● EXTRACT TO READ:
= = = =
Training tips for reining prospect

I’m a young and still learning trainer. I do take lessons but they a few and far apart due to personal reasons. I have a young mare who is to be my first ever reining horse, she is already started and knows how to do all the basics but it’s time that refine them and finish her.

the most important thing that I’ve been working on is our transitions, she can get all of the gaits perfectly but she still needs to learn more of the specfifc cues. For the most part I’ve been just doing repetition, For example if I want a slower canter I push my inside leg forward (as I’ve been taught by my trainer) but she only slows down to pulling on the reins just a bit. So I do my cue then the cue she knows and the more I do than eventually I just push my leg forward and she knows. Agree or disagree? Let me know what you think about this (NOT the cue however)

next thing is is speeding up our spins! Currently we have a very slow but well measured spin which I’m completly okay with for now since she’s stepping correctly but I will want to speed it up. This seems pretty simple just gradually ask for more speed without over doing it but maybe not? Thoughts?
= = = =
● SET TASK 1: In the training post, what cue does the writer use to ask the mare for a slower canter?
● SET TASK 2: Copy the lines of the listing verbatim, starting with the line that contains "trace: wet fur" and going on through the final line of the listing.
The training post and the listing after it are unrelated to each other.
= = = =
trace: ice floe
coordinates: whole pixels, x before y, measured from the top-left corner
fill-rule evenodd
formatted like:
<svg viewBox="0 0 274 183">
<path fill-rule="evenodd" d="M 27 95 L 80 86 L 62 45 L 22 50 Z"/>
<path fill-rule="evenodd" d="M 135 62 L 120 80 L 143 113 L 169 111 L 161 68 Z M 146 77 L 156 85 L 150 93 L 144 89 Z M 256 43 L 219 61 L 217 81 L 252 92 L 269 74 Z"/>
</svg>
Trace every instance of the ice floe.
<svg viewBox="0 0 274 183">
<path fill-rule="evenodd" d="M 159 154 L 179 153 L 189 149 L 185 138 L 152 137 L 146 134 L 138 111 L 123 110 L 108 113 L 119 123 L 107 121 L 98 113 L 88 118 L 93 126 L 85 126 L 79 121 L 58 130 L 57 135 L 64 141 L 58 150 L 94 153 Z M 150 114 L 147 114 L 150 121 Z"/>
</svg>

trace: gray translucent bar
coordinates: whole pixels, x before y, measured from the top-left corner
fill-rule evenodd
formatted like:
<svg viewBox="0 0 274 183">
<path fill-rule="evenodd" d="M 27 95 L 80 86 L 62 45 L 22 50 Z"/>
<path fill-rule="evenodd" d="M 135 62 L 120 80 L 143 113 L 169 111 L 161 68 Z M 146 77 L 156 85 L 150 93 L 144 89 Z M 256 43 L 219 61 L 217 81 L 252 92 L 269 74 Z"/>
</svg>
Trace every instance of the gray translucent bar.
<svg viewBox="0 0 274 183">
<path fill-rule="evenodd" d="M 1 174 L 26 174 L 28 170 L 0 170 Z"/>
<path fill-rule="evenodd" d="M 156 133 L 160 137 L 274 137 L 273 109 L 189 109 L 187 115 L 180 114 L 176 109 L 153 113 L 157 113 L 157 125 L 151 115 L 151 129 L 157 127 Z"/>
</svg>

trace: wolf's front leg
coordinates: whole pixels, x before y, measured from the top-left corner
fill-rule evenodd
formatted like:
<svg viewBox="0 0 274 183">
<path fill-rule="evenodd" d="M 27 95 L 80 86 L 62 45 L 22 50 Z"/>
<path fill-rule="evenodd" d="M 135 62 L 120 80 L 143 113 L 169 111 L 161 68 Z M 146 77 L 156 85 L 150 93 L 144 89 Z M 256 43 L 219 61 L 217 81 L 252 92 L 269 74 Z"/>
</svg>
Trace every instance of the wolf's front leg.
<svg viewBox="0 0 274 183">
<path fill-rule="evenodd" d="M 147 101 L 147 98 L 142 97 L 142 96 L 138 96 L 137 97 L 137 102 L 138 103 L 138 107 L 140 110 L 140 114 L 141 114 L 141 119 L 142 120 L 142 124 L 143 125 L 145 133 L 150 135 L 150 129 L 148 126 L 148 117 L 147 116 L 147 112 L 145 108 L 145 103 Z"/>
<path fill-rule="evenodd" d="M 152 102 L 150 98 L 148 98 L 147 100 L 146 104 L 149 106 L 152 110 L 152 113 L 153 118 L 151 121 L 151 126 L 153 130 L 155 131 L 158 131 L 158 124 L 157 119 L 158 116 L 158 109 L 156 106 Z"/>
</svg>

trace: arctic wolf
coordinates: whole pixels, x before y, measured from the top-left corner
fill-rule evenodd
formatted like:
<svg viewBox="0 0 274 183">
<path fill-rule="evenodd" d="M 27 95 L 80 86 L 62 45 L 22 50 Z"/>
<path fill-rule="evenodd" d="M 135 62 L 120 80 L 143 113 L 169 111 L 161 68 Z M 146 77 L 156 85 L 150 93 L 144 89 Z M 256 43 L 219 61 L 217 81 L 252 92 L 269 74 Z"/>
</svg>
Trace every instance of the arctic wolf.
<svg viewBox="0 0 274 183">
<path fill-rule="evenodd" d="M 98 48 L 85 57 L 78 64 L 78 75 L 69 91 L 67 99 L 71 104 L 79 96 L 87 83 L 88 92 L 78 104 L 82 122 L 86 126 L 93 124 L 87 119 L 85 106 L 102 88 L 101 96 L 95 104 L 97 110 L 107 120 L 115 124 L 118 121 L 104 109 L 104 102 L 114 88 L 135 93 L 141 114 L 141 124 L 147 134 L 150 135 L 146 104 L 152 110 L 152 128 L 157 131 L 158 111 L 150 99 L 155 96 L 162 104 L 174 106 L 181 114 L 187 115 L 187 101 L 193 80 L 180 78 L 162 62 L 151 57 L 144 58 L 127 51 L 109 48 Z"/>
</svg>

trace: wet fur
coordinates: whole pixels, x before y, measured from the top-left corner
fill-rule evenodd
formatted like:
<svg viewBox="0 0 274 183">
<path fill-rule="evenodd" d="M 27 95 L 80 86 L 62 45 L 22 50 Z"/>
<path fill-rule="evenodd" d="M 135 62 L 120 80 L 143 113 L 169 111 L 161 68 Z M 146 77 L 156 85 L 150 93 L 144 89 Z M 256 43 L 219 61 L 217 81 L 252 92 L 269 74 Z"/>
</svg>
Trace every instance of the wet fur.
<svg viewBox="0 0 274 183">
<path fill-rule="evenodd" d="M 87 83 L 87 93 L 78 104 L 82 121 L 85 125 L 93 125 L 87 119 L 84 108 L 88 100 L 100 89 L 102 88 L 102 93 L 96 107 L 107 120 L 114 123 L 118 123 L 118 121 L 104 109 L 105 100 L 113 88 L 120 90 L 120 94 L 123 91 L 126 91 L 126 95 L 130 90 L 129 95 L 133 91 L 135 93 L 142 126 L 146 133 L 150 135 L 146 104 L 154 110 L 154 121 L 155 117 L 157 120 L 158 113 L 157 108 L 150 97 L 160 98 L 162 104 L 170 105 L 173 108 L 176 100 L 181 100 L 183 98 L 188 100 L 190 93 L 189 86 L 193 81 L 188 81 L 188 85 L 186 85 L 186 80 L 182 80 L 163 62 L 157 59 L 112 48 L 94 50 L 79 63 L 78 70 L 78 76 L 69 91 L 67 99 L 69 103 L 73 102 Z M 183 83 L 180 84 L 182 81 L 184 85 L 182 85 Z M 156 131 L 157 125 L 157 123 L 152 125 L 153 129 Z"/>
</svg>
= = = =
● WORKED SOLUTION 1: The writer pushes the inside leg forward.

● WORKED SOLUTION 2:
trace: wet fur
coordinates: whole pixels, x before y, measured from the top-left corner
fill-rule evenodd
formatted like:
<svg viewBox="0 0 274 183">
<path fill-rule="evenodd" d="M 27 95 L 80 86 L 62 45 L 22 50 Z"/>
<path fill-rule="evenodd" d="M 135 62 L 120 80 L 143 113 L 169 111 L 161 68 Z M 146 77 L 156 85 L 150 93 L 144 89 Z M 256 43 L 219 61 L 217 81 L 252 92 L 269 74 Z"/>
</svg>
Trace every instance of the wet fur.
<svg viewBox="0 0 274 183">
<path fill-rule="evenodd" d="M 87 83 L 87 93 L 78 104 L 82 121 L 85 125 L 93 125 L 87 119 L 84 108 L 88 100 L 100 89 L 102 88 L 102 93 L 96 107 L 107 120 L 114 123 L 118 123 L 118 121 L 104 109 L 105 100 L 113 88 L 120 90 L 120 94 L 123 91 L 126 91 L 126 95 L 130 90 L 129 95 L 133 91 L 135 93 L 142 126 L 146 133 L 150 135 L 146 104 L 154 110 L 154 121 L 155 117 L 157 120 L 158 113 L 157 108 L 150 97 L 160 98 L 162 104 L 170 105 L 173 108 L 176 100 L 181 100 L 183 98 L 188 100 L 190 93 L 189 86 L 193 81 L 188 81 L 188 85 L 186 85 L 186 80 L 182 80 L 163 62 L 157 59 L 112 48 L 94 50 L 79 63 L 78 70 L 78 76 L 69 91 L 67 99 L 69 103 L 73 102 Z M 183 83 L 180 84 L 182 81 L 184 85 L 182 85 Z M 156 131 L 157 125 L 157 123 L 152 125 L 153 129 Z"/>
</svg>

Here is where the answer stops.